[DIRECTION] Transcribe all the entries word for word, skipping the pictures.

[GIVEN ENTRIES]
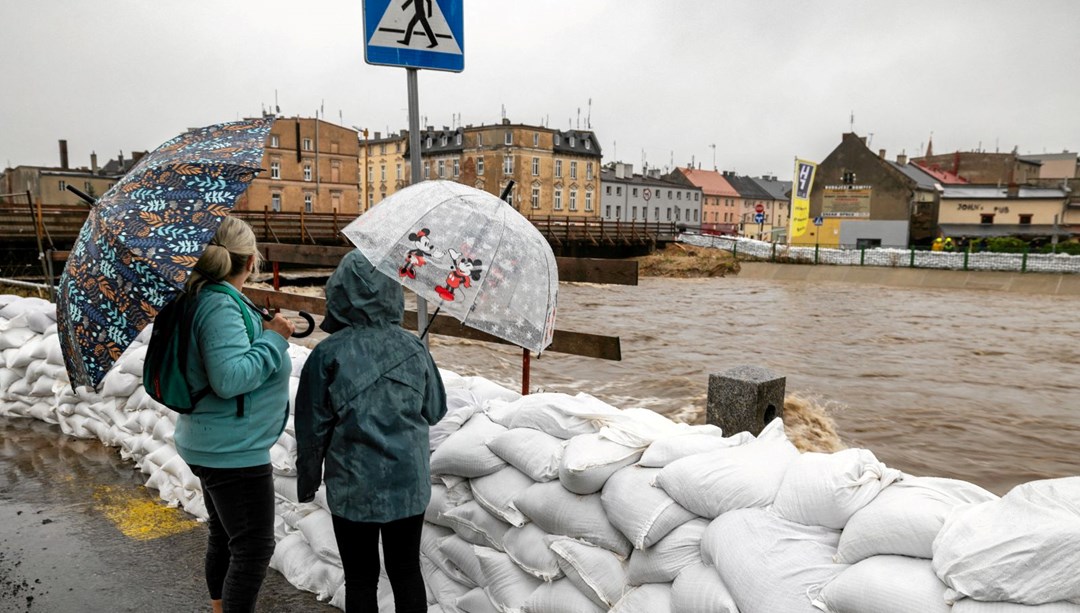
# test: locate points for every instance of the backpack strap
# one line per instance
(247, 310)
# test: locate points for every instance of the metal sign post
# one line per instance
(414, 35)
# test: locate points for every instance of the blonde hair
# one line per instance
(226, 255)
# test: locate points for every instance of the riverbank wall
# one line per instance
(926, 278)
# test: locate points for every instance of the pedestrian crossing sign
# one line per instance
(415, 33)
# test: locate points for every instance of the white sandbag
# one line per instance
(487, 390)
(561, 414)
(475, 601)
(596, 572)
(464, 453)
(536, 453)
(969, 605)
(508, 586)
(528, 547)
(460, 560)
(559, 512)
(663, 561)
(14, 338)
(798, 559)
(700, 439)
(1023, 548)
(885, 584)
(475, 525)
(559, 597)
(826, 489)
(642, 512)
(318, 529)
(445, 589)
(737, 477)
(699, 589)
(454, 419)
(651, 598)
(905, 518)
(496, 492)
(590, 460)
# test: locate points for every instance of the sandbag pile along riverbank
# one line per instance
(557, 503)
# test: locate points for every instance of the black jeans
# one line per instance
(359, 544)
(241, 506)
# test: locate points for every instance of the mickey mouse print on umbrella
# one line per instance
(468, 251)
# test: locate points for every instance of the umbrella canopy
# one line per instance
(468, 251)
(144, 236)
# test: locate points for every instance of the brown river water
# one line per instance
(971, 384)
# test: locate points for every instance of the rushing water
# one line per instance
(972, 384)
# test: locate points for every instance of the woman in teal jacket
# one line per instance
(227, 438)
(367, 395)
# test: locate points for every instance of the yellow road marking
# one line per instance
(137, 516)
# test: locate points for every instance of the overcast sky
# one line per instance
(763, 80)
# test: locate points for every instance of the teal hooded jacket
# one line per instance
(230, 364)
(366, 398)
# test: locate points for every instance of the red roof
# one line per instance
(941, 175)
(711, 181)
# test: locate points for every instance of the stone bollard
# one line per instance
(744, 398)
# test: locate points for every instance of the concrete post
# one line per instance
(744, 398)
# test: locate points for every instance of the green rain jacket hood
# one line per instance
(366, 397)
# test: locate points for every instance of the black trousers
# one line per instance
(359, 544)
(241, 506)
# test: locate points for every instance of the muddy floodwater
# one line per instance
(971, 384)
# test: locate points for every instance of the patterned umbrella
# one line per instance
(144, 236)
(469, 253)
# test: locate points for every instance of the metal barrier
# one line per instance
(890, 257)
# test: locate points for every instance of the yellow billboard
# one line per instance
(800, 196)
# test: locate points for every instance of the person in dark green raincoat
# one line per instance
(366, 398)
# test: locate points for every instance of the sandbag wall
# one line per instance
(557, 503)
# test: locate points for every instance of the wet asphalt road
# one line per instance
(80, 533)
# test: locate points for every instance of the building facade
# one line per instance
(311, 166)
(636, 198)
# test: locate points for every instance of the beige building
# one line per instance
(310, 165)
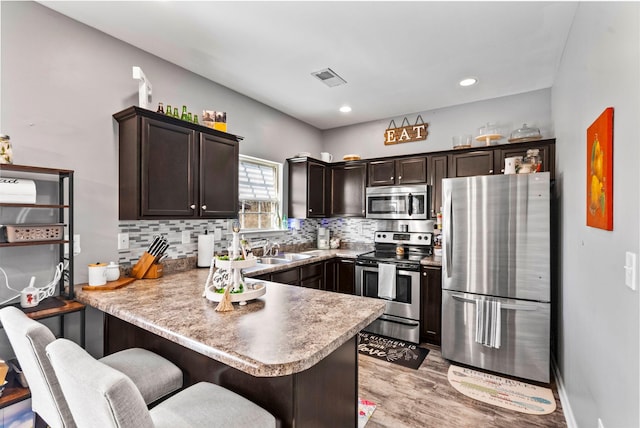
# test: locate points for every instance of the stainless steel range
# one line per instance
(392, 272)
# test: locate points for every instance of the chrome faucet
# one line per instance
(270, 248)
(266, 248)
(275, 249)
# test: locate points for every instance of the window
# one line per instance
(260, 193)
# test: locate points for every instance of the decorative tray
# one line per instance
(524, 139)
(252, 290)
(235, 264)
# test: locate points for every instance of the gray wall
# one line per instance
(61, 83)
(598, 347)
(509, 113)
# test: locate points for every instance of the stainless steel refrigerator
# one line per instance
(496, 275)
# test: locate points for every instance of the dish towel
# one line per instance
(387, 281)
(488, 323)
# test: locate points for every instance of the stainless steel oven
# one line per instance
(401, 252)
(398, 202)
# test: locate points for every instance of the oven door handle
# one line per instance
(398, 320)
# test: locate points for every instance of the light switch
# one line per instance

[OUTPUT]
# test: locate points for every instance of the backpack strap
# one line per instance
(247, 310)
# test: locate points for every instance of the metal sign post
# one line per instance
(414, 35)
# test: locate points for every instance of the blonde hair
# one line per instance
(226, 255)
# test: locate points for every instance of the riverbank wall
# one line per instance
(926, 278)
# test: locate points for every instance of the pedestrian crossing sign
# one line per instance
(415, 33)
# test: locate points for every instance of the white sandbag
# one line per instance
(487, 390)
(561, 414)
(475, 601)
(596, 572)
(464, 453)
(536, 453)
(969, 605)
(508, 586)
(528, 547)
(460, 560)
(559, 512)
(663, 561)
(14, 338)
(798, 559)
(700, 439)
(1023, 548)
(885, 584)
(475, 525)
(559, 597)
(826, 489)
(642, 512)
(318, 529)
(445, 589)
(737, 477)
(699, 589)
(454, 419)
(651, 598)
(905, 518)
(496, 492)
(590, 460)
# test: locate points for every instance of the sandbag pile along riverbank
# one line per instance
(557, 503)
# test: locate points for every instance of the black jeans
# one line per instance
(359, 544)
(241, 506)
# test: locate points for every instance of the mickey mouse print on umbrella
# one line per instance
(468, 251)
# test: locate points for every instance of the umbrella canopy
# one line per instance
(468, 251)
(144, 236)
# test: locate points for every instance of the brown river water
# one line per instance
(971, 384)
# test: locate points for every instance of the rushing water
# one line per instance
(972, 384)
# test: locate points for every instance of the woman in teal jacket
# one line per instance
(227, 438)
(367, 395)
# test: locate points for every instance of the yellow road marking
# one line per instance
(137, 516)
# test: locate points for every instance of the overcast sky
# one line per instance
(763, 80)
# test: locate points for every instance of the teal hooded jacket
# one line per instance
(230, 364)
(366, 398)
# test: locate points for every instance of the red roof
# one line per instance
(941, 175)
(711, 181)
# test: locate points for every instance of the stone bollard
# one line per instance
(744, 398)
# test: locate points for every instance of the concrete post
# one line per instance
(744, 398)
# test: locate points for every instance of the green rain jacket hood
# one line per instance
(366, 397)
# test: locate points for every instance of the black trousers
# one line per instance
(359, 544)
(241, 506)
# test: locate points for every instance of the muddy floodwater
# one line per instance
(971, 384)
# test: locate points for every instance of the patterned umbrella
# one line per instance
(144, 236)
(469, 253)
# test: locate points for every instance of the metal barrier
# one line per instance
(890, 257)
# test: locate points for every instance of the yellow billboard
# one line per instance
(800, 196)
# test: locate points for every instance of the person in dark green raincoat
# one line per instance
(366, 398)
# test: locate points for every instance of the sandbag wall
# one line per instance
(557, 503)
# test: locate points for every instance of the wet asphalt road
# one line per instance
(80, 533)
# test: locate points for every instance of the building facade
# one line per instance
(311, 166)
(636, 198)
# test: locate points for every instance of the beige building
# one line per instance
(310, 165)
# test: locate points for every instance of the stainless steel range
# one line per instance
(392, 272)
# test: locate points for every instance of the chrome faucet
# one line per instance
(270, 248)
(266, 248)
(275, 249)
# test: locate points for every instance of the window
# one line per instance
(260, 193)
# test: locate points for every instance of the decorative tray
# one line per instance
(524, 139)
(252, 290)
(235, 264)
# test: locate points for every instance of the gray wall
# one line per instance
(61, 83)
(598, 347)
(509, 113)
# test: locate points for every instance of the stainless steel refrigerator
# one line per instance
(496, 275)
# test: locate points for every instance of the dish towel
# one line per instance
(387, 281)
(488, 323)
# test: locate points for every instance of the stainless steel oven
# one line per instance
(401, 252)
(398, 202)
# test: locate points for every instance of the oven door handle
# one line per instance
(398, 320)
# test: locate points for every instance of the light switch
# one line per instance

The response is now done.